[Dataset items]
-------
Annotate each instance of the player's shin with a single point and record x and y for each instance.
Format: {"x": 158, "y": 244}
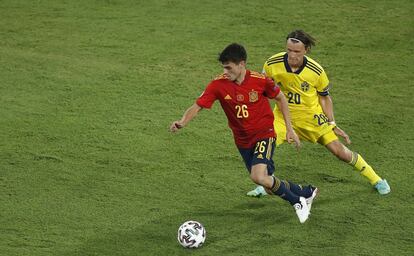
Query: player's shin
{"x": 364, "y": 168}
{"x": 298, "y": 189}
{"x": 279, "y": 188}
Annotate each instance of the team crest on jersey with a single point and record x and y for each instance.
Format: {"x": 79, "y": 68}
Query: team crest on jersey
{"x": 304, "y": 86}
{"x": 253, "y": 96}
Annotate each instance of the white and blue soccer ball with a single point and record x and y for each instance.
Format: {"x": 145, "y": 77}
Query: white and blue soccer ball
{"x": 191, "y": 234}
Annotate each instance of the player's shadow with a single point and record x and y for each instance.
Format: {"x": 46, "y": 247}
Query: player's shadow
{"x": 158, "y": 236}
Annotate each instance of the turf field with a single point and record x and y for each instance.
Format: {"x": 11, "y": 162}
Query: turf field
{"x": 89, "y": 88}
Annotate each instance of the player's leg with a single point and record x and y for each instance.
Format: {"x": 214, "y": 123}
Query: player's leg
{"x": 275, "y": 186}
{"x": 280, "y": 129}
{"x": 262, "y": 169}
{"x": 330, "y": 140}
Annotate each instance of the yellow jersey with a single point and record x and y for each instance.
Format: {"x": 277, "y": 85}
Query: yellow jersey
{"x": 301, "y": 87}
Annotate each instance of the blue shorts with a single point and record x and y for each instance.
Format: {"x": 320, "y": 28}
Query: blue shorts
{"x": 261, "y": 153}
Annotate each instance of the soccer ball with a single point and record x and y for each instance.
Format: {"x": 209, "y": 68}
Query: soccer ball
{"x": 191, "y": 234}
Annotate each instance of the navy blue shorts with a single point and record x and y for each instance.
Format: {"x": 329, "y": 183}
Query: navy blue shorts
{"x": 261, "y": 153}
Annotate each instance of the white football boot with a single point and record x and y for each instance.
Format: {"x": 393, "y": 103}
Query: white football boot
{"x": 302, "y": 210}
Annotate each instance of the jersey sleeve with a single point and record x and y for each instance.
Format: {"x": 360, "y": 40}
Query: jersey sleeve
{"x": 322, "y": 84}
{"x": 266, "y": 70}
{"x": 271, "y": 90}
{"x": 208, "y": 97}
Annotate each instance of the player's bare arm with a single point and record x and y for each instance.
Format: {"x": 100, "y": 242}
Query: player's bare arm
{"x": 188, "y": 115}
{"x": 290, "y": 133}
{"x": 327, "y": 107}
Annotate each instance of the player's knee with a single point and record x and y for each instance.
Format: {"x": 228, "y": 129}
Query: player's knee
{"x": 257, "y": 178}
{"x": 342, "y": 153}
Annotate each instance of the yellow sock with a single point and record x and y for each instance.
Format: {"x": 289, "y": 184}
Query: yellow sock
{"x": 365, "y": 169}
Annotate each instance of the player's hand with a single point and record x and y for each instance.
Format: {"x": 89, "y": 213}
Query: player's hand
{"x": 339, "y": 132}
{"x": 291, "y": 136}
{"x": 175, "y": 126}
-------
Instructions for the task => With the pictures excluded, the records are to be reproduced exactly.

Result of the task =>
Annotate each instance of the player's shin with a single point and record x and y for each instance.
Format: {"x": 158, "y": 244}
Query: player's shin
{"x": 364, "y": 168}
{"x": 298, "y": 189}
{"x": 279, "y": 188}
Annotate each instance of the team crest on jersey with a single point and record x and y for each instance.
Format: {"x": 79, "y": 68}
Query: team crest on jersey
{"x": 304, "y": 86}
{"x": 253, "y": 96}
Annotate each instance of the white and blue soccer ball with a single point and record x and y for each instance.
Format: {"x": 145, "y": 77}
Query: white and blue soccer ball
{"x": 191, "y": 234}
Annotate each instance of the player's shadow with a single point and record x and y for each instance.
Format: {"x": 46, "y": 247}
Query: player's shadow
{"x": 158, "y": 236}
Annotate each instance of the turf field with a single point and record x and y for each instance.
Format: {"x": 11, "y": 162}
Query: turf field
{"x": 89, "y": 88}
Annotate each instance of the player's leg with a single point and record x and y for each instance.
Format: {"x": 214, "y": 123}
Query: player's leg
{"x": 275, "y": 186}
{"x": 280, "y": 129}
{"x": 262, "y": 169}
{"x": 330, "y": 140}
Annotate each instance of the yellow jersey with a single point and record x and y for each instance.
Format: {"x": 277, "y": 85}
Query: yellow jersey
{"x": 301, "y": 87}
Annotate each instance of the blue shorts with a single point and record x and y for each instance.
Format: {"x": 320, "y": 28}
Query: blue shorts
{"x": 261, "y": 153}
Annotate each instance of the soccer ball with a single point and record x and y for each instance.
Format: {"x": 209, "y": 68}
Query: soccer ball
{"x": 191, "y": 234}
Annotate each instance of the navy blue shorts with a single point and record x and y for each instance.
Format: {"x": 329, "y": 183}
Query: navy blue shorts
{"x": 261, "y": 153}
Annotate each instance of the white football boot with a single point and record x and y for each instance.
Format: {"x": 393, "y": 103}
Query: white football boot
{"x": 302, "y": 210}
Annotate each instance of the jersey sleeve with a single point and record x and y for each instance.
Format: {"x": 360, "y": 40}
Query: jersey sleeve
{"x": 322, "y": 84}
{"x": 266, "y": 70}
{"x": 271, "y": 90}
{"x": 208, "y": 97}
Annotate each instance of the player's bare arm with a single point and record x and y for each instance.
Format: {"x": 100, "y": 242}
Query: player's bare arm
{"x": 188, "y": 115}
{"x": 290, "y": 133}
{"x": 327, "y": 107}
Annotate each instance of the player's knee with a single point and record x and y for each instance.
Format: {"x": 228, "y": 129}
Query: player's knee
{"x": 257, "y": 178}
{"x": 342, "y": 153}
Annotate each instance of the yellow sock with a single point and record x and y for each instance.
Format: {"x": 289, "y": 184}
Query: yellow sock
{"x": 365, "y": 169}
Annotate each instance of the player's hand with a single point and record x and y for each instance.
Format: {"x": 89, "y": 213}
Query: player's hand
{"x": 339, "y": 132}
{"x": 291, "y": 136}
{"x": 175, "y": 126}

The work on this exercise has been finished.